-- Start of Material for this task --

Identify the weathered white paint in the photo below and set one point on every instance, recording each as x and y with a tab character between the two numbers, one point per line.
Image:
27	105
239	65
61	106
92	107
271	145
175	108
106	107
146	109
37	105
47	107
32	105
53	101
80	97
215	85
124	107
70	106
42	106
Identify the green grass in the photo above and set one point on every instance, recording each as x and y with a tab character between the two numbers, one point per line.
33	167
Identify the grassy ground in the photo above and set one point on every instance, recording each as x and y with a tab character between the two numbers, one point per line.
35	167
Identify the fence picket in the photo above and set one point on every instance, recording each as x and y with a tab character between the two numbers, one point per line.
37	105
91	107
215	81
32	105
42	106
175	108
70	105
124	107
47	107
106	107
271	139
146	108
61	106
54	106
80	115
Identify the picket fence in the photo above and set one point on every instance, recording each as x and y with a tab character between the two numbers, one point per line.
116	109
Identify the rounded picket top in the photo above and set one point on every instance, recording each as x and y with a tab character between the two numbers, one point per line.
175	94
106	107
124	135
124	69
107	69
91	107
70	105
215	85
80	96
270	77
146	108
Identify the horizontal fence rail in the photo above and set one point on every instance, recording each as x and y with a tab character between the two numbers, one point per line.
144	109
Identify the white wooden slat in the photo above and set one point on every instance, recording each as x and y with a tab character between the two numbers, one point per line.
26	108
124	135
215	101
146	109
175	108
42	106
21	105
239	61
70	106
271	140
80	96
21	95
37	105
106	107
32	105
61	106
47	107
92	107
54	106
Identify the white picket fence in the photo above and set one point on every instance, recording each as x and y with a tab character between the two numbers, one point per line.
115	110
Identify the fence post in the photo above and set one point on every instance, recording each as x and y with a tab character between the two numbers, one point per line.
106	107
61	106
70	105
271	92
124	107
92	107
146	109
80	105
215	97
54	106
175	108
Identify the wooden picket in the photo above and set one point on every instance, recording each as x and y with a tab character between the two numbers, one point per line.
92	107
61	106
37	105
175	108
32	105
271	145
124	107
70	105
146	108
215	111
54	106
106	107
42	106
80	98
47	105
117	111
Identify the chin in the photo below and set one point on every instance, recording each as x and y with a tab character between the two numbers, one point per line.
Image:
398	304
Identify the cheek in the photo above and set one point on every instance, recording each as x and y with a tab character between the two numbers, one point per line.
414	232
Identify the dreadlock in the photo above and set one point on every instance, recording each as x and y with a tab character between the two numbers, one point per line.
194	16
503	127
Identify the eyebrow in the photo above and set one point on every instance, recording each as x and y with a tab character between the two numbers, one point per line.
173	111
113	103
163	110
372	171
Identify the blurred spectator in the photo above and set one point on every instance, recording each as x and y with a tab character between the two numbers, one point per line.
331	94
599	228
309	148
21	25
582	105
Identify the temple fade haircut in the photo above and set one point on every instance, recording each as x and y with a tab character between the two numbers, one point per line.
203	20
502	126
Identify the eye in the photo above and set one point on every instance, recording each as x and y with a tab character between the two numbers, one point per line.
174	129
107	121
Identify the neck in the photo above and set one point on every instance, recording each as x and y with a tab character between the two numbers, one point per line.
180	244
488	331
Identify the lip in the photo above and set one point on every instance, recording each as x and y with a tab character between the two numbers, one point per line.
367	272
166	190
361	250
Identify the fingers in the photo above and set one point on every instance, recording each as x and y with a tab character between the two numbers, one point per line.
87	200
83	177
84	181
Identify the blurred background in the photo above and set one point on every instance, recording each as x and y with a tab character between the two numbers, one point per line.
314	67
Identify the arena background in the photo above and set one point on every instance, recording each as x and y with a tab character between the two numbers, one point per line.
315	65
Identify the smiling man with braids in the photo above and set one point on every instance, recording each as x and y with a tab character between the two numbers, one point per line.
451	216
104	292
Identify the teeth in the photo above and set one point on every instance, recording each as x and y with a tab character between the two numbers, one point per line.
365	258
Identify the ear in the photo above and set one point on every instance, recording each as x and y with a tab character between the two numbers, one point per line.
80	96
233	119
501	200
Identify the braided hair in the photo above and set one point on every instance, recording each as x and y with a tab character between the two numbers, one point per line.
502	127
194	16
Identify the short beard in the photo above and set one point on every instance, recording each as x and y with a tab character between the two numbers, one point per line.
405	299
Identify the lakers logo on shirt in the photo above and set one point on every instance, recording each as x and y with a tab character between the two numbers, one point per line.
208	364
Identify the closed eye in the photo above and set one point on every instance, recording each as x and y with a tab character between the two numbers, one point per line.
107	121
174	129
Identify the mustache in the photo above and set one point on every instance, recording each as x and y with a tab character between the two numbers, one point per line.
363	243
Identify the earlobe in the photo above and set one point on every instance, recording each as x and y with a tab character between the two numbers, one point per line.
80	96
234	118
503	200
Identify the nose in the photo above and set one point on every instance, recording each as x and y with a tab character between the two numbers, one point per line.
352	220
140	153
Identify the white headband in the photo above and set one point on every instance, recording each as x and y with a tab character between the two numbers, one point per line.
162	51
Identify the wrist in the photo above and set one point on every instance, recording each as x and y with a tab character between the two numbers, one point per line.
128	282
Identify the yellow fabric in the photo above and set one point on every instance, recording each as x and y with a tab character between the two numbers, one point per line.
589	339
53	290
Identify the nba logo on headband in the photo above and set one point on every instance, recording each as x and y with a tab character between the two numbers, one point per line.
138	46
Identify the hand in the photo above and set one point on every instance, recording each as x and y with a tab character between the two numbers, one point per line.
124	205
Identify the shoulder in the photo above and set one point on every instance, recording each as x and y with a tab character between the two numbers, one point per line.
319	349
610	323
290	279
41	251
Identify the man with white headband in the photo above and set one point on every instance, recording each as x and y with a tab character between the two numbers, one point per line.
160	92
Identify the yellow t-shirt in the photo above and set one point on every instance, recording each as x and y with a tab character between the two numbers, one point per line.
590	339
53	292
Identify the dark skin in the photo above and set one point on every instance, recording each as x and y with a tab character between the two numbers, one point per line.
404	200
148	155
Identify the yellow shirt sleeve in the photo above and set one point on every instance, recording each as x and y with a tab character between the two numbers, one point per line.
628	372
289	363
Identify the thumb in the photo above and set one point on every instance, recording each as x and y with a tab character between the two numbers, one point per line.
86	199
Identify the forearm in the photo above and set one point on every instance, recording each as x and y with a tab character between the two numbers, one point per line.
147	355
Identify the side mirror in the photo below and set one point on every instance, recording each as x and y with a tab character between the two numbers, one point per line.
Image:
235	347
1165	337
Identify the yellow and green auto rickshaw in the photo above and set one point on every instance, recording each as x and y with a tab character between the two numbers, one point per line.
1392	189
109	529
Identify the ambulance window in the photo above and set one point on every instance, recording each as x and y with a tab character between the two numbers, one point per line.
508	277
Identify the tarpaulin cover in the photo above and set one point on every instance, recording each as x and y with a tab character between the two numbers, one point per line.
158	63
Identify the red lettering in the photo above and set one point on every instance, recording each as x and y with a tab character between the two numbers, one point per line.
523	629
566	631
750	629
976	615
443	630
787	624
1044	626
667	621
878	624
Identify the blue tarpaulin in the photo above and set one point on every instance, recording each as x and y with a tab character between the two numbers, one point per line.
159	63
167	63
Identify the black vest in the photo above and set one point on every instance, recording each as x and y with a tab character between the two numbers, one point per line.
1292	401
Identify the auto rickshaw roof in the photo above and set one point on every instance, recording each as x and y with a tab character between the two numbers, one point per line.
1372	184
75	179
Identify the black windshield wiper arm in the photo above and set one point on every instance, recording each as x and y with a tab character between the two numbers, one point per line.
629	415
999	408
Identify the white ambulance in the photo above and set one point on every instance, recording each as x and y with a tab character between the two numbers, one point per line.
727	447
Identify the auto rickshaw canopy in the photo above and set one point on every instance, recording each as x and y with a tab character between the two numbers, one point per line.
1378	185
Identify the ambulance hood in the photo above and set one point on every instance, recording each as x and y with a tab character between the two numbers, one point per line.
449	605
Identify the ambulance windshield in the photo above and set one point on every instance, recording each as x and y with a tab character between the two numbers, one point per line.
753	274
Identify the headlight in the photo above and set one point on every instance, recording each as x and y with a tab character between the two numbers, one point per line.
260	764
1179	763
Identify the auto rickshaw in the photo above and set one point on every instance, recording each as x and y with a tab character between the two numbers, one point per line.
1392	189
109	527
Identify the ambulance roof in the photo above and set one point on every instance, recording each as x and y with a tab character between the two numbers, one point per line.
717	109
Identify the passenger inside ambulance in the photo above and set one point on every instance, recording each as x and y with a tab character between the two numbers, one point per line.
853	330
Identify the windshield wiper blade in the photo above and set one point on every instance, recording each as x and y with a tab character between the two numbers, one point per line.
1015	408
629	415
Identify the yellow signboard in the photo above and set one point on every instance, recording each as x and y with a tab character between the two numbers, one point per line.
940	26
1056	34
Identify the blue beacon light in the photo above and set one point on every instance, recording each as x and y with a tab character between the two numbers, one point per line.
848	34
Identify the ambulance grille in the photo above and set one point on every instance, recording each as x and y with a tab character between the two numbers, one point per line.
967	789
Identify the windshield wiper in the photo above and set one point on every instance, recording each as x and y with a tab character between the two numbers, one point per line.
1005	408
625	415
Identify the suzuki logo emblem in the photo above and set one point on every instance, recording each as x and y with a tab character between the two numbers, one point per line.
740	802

-- End of Material for this task --

- What is required -
Output only the lines running from the line with "Identify the auto rickshaw in" through the final line of the data, inclusive.

- Exercise answer -
Identify the auto rickshaw in the photo above and set one point on every instance, recording each as x and y with a tab character between the two numbers, one point per line.
1392	189
109	527
Identify the ambulance roof in the photo above and set one point on every instance, recording each as x and y with a tab character between the two numbers, one point per line.
717	109
Identify the passenger inside ambulance in the photo above and set one point on every instance, recording each as x and y with a tab character between the two numbers, one point per line.
853	330
Identify the windshield wiper blade in the photo above and set one point on every instance, recording each as x and y with a tab character between the two numbers, one point per line.
1015	408
629	415
Identify the yellow signboard in the photo above and set one point on every instance, recording each as x and y with a tab character between the two numbers, one point per line.
940	26
1056	34
Identify the blue beacon light in the photo above and set one point on every instance, recording each as x and y with a tab character between the two numbers, one point per line.
848	34
Identify the ambulance grille in the photo above and set one point on every instance, recording each as x and y with a tab character between the two numbers, one point per line.
967	789
Identify the windshield wiper in the photo above and set one point on every instance, recording each as x and y with a tab character between the two numbers, one point per line.
1005	408
625	415
Identify the suzuki logo emblem in the photo above and set one point on every instance, recording each as x and y with a tab character between the two numbers, one point per line.
740	802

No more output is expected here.